* What you have to do:
All of the data should be copied exactly, with the pictures left out.

* The data:
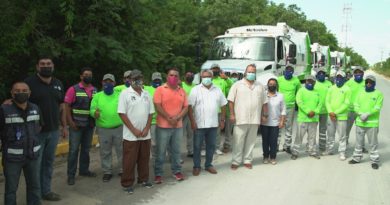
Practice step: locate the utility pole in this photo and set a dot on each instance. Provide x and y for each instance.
(346, 27)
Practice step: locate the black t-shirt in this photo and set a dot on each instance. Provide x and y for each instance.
(48, 97)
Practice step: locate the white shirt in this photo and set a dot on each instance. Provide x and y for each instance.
(205, 104)
(276, 108)
(137, 108)
(248, 101)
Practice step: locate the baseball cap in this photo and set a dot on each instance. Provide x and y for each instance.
(109, 76)
(156, 75)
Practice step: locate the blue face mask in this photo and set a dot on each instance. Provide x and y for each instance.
(206, 81)
(251, 76)
(108, 88)
(156, 84)
(339, 82)
(358, 78)
(320, 77)
(288, 74)
(371, 88)
(309, 86)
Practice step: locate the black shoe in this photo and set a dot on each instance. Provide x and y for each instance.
(107, 177)
(71, 181)
(88, 174)
(352, 161)
(51, 196)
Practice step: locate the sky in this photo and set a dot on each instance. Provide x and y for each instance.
(369, 22)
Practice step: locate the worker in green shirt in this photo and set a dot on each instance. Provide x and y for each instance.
(156, 82)
(126, 82)
(223, 82)
(355, 84)
(289, 86)
(104, 107)
(367, 107)
(187, 85)
(337, 103)
(322, 86)
(309, 107)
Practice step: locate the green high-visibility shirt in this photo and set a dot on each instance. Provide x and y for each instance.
(338, 101)
(151, 91)
(108, 108)
(289, 89)
(322, 89)
(371, 103)
(307, 101)
(355, 90)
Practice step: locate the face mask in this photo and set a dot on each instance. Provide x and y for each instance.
(251, 76)
(371, 88)
(172, 80)
(87, 80)
(321, 77)
(108, 88)
(46, 72)
(339, 82)
(189, 79)
(21, 97)
(309, 86)
(272, 88)
(358, 78)
(156, 84)
(206, 81)
(288, 75)
(127, 83)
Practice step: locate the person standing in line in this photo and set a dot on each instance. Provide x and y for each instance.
(171, 104)
(48, 93)
(309, 106)
(20, 123)
(368, 105)
(187, 85)
(81, 126)
(204, 102)
(104, 108)
(322, 86)
(270, 128)
(135, 108)
(248, 105)
(337, 103)
(151, 89)
(289, 86)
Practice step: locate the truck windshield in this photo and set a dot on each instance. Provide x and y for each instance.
(251, 48)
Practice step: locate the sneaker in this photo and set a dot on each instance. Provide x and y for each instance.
(179, 176)
(51, 196)
(107, 177)
(158, 180)
(128, 190)
(218, 152)
(352, 161)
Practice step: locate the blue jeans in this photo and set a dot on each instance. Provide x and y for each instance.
(12, 171)
(79, 138)
(49, 142)
(208, 135)
(168, 137)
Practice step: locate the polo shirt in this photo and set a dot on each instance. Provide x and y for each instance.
(48, 97)
(137, 108)
(276, 108)
(205, 103)
(172, 101)
(248, 101)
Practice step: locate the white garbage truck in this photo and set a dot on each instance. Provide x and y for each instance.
(270, 48)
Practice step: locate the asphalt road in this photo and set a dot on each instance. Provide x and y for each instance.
(303, 181)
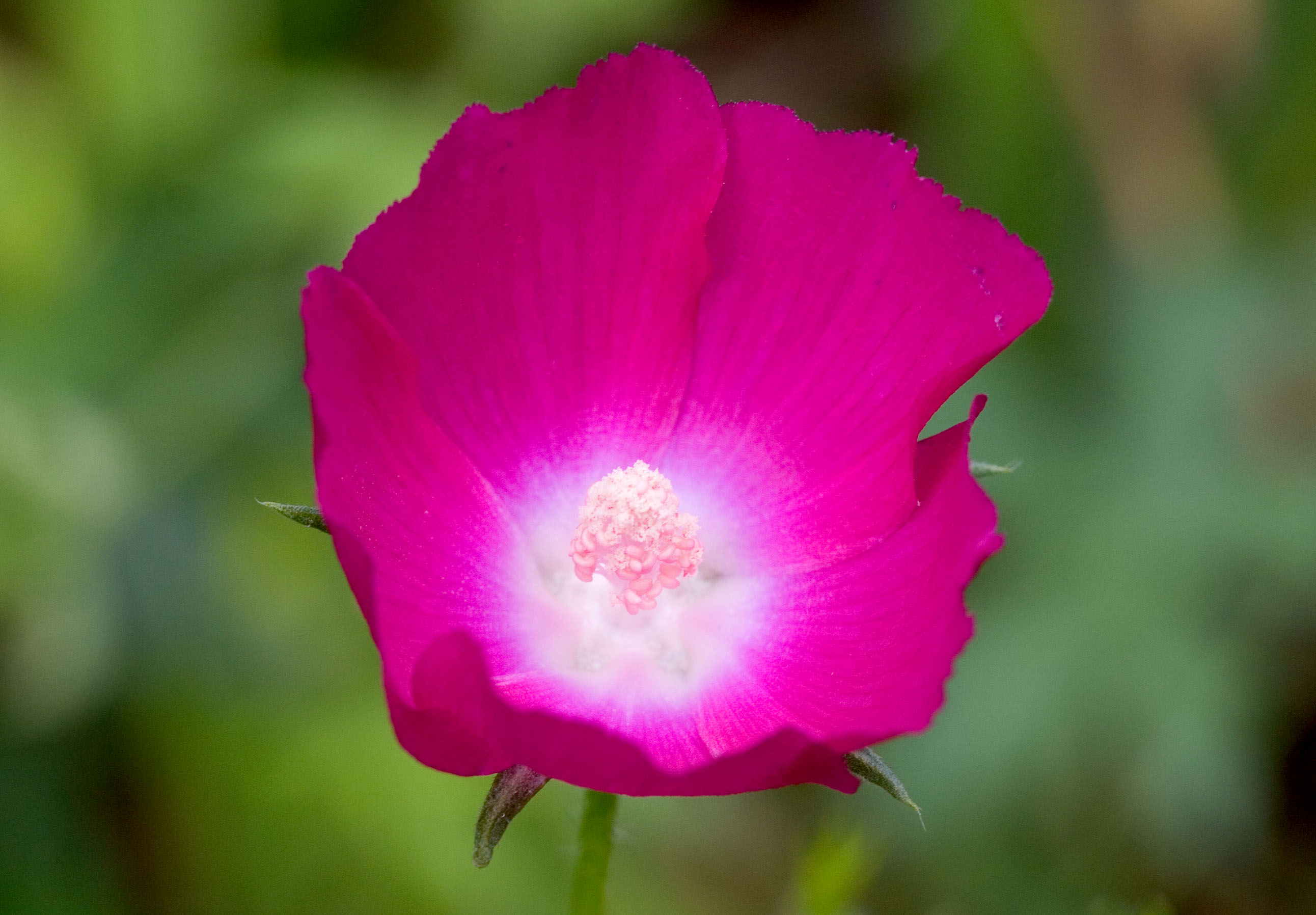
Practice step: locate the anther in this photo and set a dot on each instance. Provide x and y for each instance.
(632, 531)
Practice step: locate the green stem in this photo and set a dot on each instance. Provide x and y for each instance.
(595, 847)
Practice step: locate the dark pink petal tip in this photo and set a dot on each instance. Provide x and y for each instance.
(625, 277)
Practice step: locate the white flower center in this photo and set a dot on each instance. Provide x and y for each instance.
(634, 533)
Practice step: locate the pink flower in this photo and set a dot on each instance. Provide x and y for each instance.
(616, 434)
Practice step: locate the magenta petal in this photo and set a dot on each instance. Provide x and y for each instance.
(453, 694)
(848, 299)
(864, 648)
(418, 531)
(546, 271)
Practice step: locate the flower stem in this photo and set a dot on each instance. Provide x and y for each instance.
(595, 847)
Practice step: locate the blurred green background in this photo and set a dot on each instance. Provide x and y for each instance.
(191, 713)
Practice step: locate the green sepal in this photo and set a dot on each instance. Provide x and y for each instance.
(869, 767)
(307, 515)
(511, 790)
(983, 469)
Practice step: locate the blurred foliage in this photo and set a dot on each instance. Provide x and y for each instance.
(191, 714)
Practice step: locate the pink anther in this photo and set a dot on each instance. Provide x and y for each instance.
(632, 531)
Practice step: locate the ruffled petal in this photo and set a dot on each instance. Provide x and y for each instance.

* Task answer:
Practice step: locate the utility pole in this photo and set a dot on each instance. Provide x and y for each instance.
(346, 27)
Practice step: locate the black t-shirt in this photo and set a dot on each instance. Provide x and y for each instance.
(48, 97)
Practice step: locate the white shirt in this photo and set a dot on each instance. Provide x and y for each instance.
(205, 104)
(276, 108)
(137, 108)
(248, 101)
Practice step: locate the baseball cap in this photo and set a dot on each instance. Provide x and y for each instance.
(109, 76)
(156, 75)
Practice step: locate the blue face mask in this photo and set a dot on each instance. Provide x and y for each instance.
(206, 81)
(251, 76)
(108, 88)
(156, 84)
(339, 82)
(358, 78)
(320, 77)
(288, 74)
(371, 88)
(309, 86)
Practice step: locate the black shoe in this photo and set a dot on each instance. Provide x and y for each instance.
(107, 177)
(71, 181)
(88, 174)
(352, 161)
(51, 196)
Practice step: locate the sky in this photo and set a dot on each instance. Provide x and y for each instance.
(369, 22)
Practice step: locate the worker in green shirt in this photo and set a dot on each instance. Provide x and y for each instance.
(156, 82)
(126, 82)
(223, 82)
(355, 84)
(289, 86)
(104, 107)
(367, 107)
(187, 85)
(337, 103)
(322, 86)
(309, 107)
Practice step: locate the green high-visibility shirt in this photo and set a dot on each instance. Provide x and y for each instance.
(338, 101)
(151, 91)
(108, 108)
(289, 89)
(322, 89)
(371, 103)
(307, 101)
(355, 90)
Practice step: locate the face mask in this photo and set a dot on each instance. Provide x and y for each instance.
(251, 76)
(371, 88)
(172, 80)
(87, 80)
(321, 77)
(108, 88)
(46, 72)
(339, 82)
(189, 79)
(21, 97)
(309, 86)
(272, 88)
(358, 78)
(156, 84)
(206, 81)
(288, 75)
(127, 83)
Practice step: locate the person standing in line in this photo and set a dot on each instance. Provide x and y for each instance.
(171, 104)
(48, 93)
(309, 106)
(20, 123)
(368, 105)
(187, 85)
(81, 126)
(204, 102)
(104, 108)
(322, 86)
(270, 128)
(135, 108)
(248, 105)
(337, 103)
(151, 89)
(289, 86)
Practice step: locate the truck windshield in this photo and set a dot on each instance. Provide x and y for each instance.
(251, 48)
Practice step: locate the sneaker in this photo and set a dot on each instance. Provide x and y for each instance.
(179, 176)
(51, 196)
(107, 177)
(158, 180)
(128, 190)
(218, 152)
(352, 161)
Practice step: locate the blue jeans in this photo and set a dot on each instance. Provide x and y for each instance.
(12, 171)
(79, 138)
(49, 142)
(208, 135)
(168, 137)
Practice step: locate the polo shirt in this photo and set a dot on each instance. Provide x and y for each instance.
(48, 97)
(137, 108)
(276, 108)
(205, 103)
(172, 101)
(248, 101)
Practice step: locate the white garbage truck in this photo and set a dot on each instance. Provide x and y for each instance.
(270, 48)
Practice step: locate the asphalt road in this photo and set a dot on each instance. Provide x and y for each instance.
(303, 181)
Practice step: locate the anther in this photo and set a dot on each instance. Provide x and y for each instance.
(632, 531)
Practice step: locate the green stem in this photo and set a dot on each instance. Provide x and y for each instance.
(595, 847)
Practice step: locate the dark pink petal tip in this photo and set a dot on each instance. Provide x and y for each instance.
(625, 277)
Practice step: locate the white flower center in this photo and set a dot on each instance. Provide x and y for each instance.
(634, 533)
Practice step: locate the pink flower in this photo and set a dot on each instance. Provide x and y for each instance.
(616, 434)
Practice step: locate the magenta petal in this photo and set a dot on each instance. Provide x and y for each instance.
(453, 694)
(848, 299)
(864, 648)
(418, 531)
(546, 271)
Practice step: locate the flower stem in this photo and set a dot on each instance. Provide x and y for each instance.
(595, 847)
Practice step: locate the blurred green background in this photo and set a dot on each instance. Provide x and y for each instance.
(191, 713)
Practice step: locate the green sepal in this photo and set a dot on each instance. Provide x and y for each instance.
(869, 767)
(307, 515)
(511, 790)
(983, 469)
Practice step: locate the blurred foliage in this photo and set a dot on each instance. Provide x and y for each instance.
(191, 714)
Practice step: locate the pink anther in this photo and set a dot on each instance. Provide x and y for each instance.
(632, 531)
Practice step: locate the ruffled petal in this photo and set a dot on each instance. Provide x and y for each instance.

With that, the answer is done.